**RECORDED DATA**
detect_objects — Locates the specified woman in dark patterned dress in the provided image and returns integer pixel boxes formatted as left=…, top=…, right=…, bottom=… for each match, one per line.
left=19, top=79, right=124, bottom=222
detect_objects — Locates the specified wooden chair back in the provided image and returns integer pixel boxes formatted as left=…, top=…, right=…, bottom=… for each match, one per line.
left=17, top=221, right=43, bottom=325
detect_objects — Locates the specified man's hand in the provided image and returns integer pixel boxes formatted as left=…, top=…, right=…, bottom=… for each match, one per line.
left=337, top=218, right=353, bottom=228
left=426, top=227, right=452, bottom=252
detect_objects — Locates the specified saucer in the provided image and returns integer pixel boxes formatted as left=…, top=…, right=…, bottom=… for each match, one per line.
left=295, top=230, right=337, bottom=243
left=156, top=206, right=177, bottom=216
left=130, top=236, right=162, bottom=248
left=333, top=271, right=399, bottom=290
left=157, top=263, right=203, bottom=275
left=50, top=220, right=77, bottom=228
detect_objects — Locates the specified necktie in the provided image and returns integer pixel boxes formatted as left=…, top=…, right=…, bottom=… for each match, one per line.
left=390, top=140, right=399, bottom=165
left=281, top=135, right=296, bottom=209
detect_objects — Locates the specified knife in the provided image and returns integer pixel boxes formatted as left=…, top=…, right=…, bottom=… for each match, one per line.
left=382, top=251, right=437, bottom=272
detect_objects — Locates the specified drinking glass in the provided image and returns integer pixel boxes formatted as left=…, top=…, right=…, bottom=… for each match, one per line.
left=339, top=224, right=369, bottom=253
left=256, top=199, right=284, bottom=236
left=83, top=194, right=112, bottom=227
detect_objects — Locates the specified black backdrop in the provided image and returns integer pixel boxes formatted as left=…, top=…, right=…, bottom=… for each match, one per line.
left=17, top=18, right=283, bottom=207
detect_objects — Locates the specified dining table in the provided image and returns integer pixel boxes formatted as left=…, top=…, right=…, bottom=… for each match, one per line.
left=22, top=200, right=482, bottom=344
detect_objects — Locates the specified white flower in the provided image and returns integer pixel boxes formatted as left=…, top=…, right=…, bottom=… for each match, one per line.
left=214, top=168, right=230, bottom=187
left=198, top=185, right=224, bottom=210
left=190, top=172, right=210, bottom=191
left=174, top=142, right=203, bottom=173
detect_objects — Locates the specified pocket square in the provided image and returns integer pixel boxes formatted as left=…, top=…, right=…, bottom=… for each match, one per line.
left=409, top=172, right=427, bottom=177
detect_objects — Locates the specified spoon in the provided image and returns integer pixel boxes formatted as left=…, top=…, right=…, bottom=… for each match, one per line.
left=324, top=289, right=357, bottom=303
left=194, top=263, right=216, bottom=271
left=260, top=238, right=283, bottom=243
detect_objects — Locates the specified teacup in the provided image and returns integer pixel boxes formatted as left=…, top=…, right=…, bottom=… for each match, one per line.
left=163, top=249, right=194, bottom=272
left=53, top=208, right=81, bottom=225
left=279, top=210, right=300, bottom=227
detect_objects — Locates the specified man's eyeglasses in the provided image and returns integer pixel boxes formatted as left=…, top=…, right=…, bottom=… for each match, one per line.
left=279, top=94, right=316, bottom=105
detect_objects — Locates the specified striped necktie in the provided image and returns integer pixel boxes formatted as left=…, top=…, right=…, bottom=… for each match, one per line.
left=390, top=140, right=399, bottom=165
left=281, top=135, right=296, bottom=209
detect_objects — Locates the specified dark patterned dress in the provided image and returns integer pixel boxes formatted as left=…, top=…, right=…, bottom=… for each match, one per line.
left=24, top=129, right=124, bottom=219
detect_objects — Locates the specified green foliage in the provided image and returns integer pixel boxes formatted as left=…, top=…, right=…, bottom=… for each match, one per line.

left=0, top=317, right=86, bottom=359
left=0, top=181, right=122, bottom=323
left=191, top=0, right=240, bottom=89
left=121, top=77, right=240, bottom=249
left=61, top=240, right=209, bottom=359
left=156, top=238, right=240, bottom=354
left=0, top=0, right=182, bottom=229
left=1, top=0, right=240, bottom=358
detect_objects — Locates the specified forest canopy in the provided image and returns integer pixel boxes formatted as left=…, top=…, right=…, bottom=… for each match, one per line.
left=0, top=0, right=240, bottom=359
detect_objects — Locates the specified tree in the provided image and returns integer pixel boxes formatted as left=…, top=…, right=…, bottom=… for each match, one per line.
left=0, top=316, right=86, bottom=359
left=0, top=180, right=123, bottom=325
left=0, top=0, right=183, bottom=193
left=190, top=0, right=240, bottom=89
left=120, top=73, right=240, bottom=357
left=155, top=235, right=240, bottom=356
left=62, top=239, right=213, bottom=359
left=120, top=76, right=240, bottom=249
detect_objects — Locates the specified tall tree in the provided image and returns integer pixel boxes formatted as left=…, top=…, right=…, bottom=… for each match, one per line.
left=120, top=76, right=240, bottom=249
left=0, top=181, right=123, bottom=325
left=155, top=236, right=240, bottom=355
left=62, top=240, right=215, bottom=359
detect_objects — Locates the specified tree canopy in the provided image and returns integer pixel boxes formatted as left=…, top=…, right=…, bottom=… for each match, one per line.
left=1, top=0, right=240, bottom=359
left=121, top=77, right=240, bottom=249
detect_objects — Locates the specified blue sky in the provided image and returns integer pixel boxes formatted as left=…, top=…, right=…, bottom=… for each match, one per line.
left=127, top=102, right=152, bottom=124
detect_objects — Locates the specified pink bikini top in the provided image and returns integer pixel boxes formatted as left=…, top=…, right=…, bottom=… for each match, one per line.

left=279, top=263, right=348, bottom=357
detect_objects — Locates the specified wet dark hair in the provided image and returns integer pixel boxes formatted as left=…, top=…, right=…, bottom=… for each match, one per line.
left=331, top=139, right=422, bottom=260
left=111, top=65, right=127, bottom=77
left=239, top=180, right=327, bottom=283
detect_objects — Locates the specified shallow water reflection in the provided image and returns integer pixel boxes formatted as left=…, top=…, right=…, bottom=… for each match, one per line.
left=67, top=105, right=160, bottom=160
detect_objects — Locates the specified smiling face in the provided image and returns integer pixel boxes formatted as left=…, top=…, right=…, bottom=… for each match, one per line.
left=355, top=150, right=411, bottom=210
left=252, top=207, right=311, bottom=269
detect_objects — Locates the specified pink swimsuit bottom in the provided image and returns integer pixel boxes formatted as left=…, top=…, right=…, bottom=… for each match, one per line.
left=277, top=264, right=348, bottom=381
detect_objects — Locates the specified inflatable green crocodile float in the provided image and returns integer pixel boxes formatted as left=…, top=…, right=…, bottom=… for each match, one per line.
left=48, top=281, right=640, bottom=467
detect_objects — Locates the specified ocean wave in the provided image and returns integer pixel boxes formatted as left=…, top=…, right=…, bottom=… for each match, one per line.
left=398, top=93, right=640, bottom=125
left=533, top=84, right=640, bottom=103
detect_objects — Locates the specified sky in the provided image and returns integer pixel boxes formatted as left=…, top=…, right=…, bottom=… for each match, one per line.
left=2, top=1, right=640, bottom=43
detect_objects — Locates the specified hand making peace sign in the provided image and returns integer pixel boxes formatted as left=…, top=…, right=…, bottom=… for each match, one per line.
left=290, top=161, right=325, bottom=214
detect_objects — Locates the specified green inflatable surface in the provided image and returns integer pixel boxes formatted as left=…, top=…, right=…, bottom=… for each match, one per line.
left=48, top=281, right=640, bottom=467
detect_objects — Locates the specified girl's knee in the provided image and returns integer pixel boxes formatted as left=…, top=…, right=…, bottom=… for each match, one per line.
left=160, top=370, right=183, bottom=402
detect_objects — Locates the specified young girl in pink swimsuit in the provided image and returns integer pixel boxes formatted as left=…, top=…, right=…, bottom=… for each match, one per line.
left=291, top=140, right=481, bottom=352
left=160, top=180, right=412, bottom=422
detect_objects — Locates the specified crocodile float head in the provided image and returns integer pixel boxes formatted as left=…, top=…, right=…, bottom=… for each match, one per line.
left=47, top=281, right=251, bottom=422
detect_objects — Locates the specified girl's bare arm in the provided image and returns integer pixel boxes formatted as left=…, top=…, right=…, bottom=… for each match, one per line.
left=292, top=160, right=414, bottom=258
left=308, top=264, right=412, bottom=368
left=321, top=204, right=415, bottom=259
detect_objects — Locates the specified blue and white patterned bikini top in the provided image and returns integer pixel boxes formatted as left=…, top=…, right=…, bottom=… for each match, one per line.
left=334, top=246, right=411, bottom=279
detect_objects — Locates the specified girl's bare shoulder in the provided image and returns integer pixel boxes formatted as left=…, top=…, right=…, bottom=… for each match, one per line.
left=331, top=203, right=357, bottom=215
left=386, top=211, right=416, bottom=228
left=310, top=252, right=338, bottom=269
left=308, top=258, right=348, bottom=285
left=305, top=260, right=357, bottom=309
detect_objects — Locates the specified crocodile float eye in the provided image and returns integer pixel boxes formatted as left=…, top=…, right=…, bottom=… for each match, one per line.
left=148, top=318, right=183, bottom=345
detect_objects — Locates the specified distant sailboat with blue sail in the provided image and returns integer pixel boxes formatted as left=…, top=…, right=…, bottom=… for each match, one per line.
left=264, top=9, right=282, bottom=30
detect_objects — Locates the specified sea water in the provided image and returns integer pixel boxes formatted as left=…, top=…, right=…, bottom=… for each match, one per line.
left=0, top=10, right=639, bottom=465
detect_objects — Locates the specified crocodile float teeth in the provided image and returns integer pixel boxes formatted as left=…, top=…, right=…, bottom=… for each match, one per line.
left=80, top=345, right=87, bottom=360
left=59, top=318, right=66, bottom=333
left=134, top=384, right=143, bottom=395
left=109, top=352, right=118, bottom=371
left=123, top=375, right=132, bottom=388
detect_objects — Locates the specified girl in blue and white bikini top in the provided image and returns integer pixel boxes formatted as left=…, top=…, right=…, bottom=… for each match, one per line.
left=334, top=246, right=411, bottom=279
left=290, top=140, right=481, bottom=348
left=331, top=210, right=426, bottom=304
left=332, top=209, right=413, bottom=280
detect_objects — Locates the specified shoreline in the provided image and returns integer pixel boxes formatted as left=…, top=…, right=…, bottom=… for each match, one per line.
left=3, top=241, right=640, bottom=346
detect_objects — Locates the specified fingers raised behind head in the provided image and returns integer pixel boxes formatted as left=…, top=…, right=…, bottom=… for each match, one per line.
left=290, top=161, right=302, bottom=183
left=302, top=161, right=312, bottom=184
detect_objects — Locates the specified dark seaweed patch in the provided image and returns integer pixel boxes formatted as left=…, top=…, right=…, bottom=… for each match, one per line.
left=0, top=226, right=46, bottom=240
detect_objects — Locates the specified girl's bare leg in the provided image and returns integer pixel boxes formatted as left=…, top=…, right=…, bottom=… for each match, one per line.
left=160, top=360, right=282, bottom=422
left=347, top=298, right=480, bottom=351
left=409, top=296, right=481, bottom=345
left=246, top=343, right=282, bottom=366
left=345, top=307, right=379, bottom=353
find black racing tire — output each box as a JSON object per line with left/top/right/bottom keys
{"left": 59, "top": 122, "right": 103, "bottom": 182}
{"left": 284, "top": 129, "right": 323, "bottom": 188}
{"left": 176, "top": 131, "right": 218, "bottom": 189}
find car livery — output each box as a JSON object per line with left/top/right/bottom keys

**TASK GOAL**
Word for word, restate the line that contains "detect_objects — Locates the specified shoreline" and each line after it, up to and including the last line of the listing; include nothing else.

**COMPLETED TASK**
detect_objects — Locates the specified shoreline in the provided image and returns integer pixel boxes formatted as left=…, top=…, right=…, bottom=… for each match, one per line.
left=3, top=241, right=640, bottom=346
detect_objects — Locates the specified fingers raised behind head in the provided image and returns integer pixel boxes formatted as left=…, top=…, right=…, bottom=… for each match, one per line.
left=290, top=161, right=302, bottom=183
left=302, top=161, right=312, bottom=184
detect_objects — Locates the specified dark seaweed patch in the provided image and returns integer pixel boxes formatted as left=…, top=…, right=…, bottom=… for each match, one per line.
left=0, top=226, right=46, bottom=240
detect_objects — Locates the specified girl's bare leg in the provided image and returns integer pixel boxes formatted as left=…, top=…, right=…, bottom=… for each match, one per line.
left=160, top=360, right=282, bottom=422
left=347, top=298, right=480, bottom=351
left=409, top=296, right=481, bottom=345
left=246, top=343, right=282, bottom=366
left=345, top=307, right=379, bottom=353
find black racing tire — output each box as a JSON object per line with left/top/right/bottom keys
{"left": 59, "top": 122, "right": 103, "bottom": 182}
{"left": 284, "top": 129, "right": 323, "bottom": 188}
{"left": 176, "top": 131, "right": 218, "bottom": 189}
find car livery — output each box as a JSON object per line with left/top/right/bottom keys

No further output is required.